▸ **Tarefas propostas**:
- A) No trecho sobre valores espirituais e relacionamentos, que formação acadêmica ficou em segundo plano?
- B) Diga se cada afirmação concorda com o trecho sobre valores espirituais e relacionamentos. Cite as palavras do trecho que decidem cada caso. (i) Os projetos de extensão universitária em elaboração estão todos ligados ao campo espiritual. (ii) O trecho defende o exclusivismo da relação afetiva. (iii) A família ampliada deve servir de protótipo da família universal do Reino de Deus.
- C) Prossiga o trecho sobre valores espirituais e relacionamentos a partir de onde ele termina.

Os instintos e motivações que fazem minha aproximação com as mulheres passam a sofrer limitações dos valores espirituais. A primeira conseqüência é assumir o Amor Incondicional como a lei prevalente do mundo espiritual e da qual nenhuma outra pode se sobrepor, sob pena de ficarmos parados na evolução do mundo principal. Então, a integração do homem com a mulher deve deixar de se orientar pelo egoísmo de considerar o outro como posse, de defender o exclusivismo da relação afetiva, de nutrir ciúmes, de formar um núcleo familiar refratário a outros afetos, muitas vezes que nem tem a conotação sexual.
Meu comportamento agora é formar relacionamentos abertos, inclusivos, com a perspectiva de uma família ampliada que sirva de protótipo da família universal característica do Reino de Deus.
Fui instado a fazer uma reflexão a respeito de minhas crenças, do trabalho que quero realizar no campo espiritual; será que estou tentando fazer mesmo a vontade de Deus? Será que não estou tentando criar uma nova religião?
Os projetos de extensão universitária que estou elaborando e desenvolvendo no momento estão todos envolvidos no campo espiritual. A minha formação acadêmica no campo da psicofarmacologia ficou em segundo plano. Todo foco de minha atenção está voltado para os princípios espirituais, da exigência evolutiva para o espírito e fazer a discriminação do que pertence à matéria, a carne, e o que pertence ao espírito, a alma.
Desenvolvi com profundidade a compreensão da filiação divina e o que Ele espera de mim enquanto Seu filho. Tendo encontrado essa resposta que passou a ser minha missão, procuro agora a desenvolver com toda intensidade e eficiência. Isso implica que tenho que me relacionar de forma ampla com o meu próximo, principalmente as mulheres que as circunstâncias trazidas pelo Pai me oferecem e trazem em si as condições afetivas suficientes para o aprofundamento na interação dos corpos, na forma de interação sexual.

▸ **Seção de dados**:
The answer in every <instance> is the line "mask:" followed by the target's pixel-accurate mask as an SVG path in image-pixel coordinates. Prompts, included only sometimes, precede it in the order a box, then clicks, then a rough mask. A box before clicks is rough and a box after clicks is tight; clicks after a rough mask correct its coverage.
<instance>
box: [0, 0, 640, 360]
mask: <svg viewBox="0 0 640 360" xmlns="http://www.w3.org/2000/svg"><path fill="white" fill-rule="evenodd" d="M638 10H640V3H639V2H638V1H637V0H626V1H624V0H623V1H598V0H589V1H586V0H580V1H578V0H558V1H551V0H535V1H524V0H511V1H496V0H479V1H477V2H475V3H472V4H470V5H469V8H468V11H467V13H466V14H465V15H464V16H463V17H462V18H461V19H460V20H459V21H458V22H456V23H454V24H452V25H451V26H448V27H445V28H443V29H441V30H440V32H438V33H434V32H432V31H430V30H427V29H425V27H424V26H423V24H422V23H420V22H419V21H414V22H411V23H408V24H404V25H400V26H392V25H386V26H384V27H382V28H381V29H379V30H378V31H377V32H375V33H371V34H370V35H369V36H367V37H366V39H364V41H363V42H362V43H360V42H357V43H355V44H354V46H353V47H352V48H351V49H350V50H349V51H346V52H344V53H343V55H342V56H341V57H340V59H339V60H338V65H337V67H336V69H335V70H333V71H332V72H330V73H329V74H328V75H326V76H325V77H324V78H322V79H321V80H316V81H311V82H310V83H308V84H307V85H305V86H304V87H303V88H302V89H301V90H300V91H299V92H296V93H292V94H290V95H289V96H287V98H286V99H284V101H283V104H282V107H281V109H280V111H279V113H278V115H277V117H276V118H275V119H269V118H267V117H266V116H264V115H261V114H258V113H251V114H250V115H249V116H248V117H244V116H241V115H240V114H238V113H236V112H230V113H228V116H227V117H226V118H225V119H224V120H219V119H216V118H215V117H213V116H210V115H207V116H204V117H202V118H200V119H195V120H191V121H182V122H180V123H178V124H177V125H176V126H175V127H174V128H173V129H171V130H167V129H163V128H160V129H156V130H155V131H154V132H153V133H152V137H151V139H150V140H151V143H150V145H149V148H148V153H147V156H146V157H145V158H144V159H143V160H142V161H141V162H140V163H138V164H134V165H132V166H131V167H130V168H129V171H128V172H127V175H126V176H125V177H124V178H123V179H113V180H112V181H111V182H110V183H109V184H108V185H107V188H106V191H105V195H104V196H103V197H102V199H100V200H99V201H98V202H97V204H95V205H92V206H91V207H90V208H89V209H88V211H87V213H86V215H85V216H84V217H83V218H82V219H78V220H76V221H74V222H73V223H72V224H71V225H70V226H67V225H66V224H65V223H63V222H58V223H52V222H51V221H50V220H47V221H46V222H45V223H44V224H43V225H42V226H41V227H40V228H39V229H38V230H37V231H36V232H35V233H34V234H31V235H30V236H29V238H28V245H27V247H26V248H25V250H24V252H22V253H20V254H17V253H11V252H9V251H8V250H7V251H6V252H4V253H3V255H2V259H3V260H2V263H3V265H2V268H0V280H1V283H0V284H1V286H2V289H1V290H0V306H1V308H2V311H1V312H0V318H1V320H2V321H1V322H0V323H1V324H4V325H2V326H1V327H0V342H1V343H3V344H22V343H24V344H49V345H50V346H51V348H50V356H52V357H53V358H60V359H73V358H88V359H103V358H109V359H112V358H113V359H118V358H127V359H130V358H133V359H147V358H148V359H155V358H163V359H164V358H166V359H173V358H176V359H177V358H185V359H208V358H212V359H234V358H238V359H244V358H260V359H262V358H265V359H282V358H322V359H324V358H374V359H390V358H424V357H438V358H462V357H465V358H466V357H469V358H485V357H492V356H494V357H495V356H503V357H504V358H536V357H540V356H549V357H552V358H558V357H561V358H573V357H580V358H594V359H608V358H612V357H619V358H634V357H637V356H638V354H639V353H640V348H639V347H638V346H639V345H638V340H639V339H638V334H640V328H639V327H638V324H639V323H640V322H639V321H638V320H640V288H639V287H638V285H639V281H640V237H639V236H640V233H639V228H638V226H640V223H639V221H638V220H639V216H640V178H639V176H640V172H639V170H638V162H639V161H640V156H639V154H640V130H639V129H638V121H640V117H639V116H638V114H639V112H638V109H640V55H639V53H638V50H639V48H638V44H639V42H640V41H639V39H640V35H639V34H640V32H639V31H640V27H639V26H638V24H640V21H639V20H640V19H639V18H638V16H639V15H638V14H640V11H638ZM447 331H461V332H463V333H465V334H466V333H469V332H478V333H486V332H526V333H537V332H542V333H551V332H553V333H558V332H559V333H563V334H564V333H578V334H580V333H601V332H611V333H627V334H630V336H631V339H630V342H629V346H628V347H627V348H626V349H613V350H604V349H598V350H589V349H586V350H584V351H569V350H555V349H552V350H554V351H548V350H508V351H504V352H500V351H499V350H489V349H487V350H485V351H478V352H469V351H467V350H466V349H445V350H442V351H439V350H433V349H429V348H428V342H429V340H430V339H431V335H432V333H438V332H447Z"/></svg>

▸ **Respostas**:
- A) A formação acadêmica no campo da psicofarmacologia.

- B)
(i) Sim: "estão todos envolvidos no campo espiritual".
(ii) Não: "deve deixar de se orientar pelo egoísmo de considerar o outro como posse, de defender o exclusivismo da relação afetiva".
(iii) Sim: "sirva de protótipo da família universal característica do Reino de Deus".

- C)
Termino por compreender que existem duas fortes vertentes para direcionar as minhas ações práticas na aplicação do Amor Incondicional – que é a essência do meu plano de vida, dentro de todo relacionamento que eu tenha oportunidade de realizar.
A primeira e mais íntima, é a formação de um núcleo familiar mais apropriado a construção do Reino de Deus. Uma família que não coloque limites para o Amor; que pratique a inclusividade e não a exclusividade; que desenvolva a fraternidade e não o ciúme... uma família aberta a entrada de novos parceiros afetivos, tanto para homens quanto para mulheres, uma família ampliada que busca formar a família universal. Para que isso aconteça é necessário que se pratique a lição oferecida pela Bíblia, da mulher se integrar com o homem e serem carne da mesma carne. É preciso que haja aqui a hierarquia dos projetos de vida, cabendo ao homem que é naturalmente o “cabeça” do casal a prioridade no projeto coletivo e que a mulher se harmonize com ele para se tornarem viáveis enquanto companheiros de profundidade sexual, capazes de gerar filhos.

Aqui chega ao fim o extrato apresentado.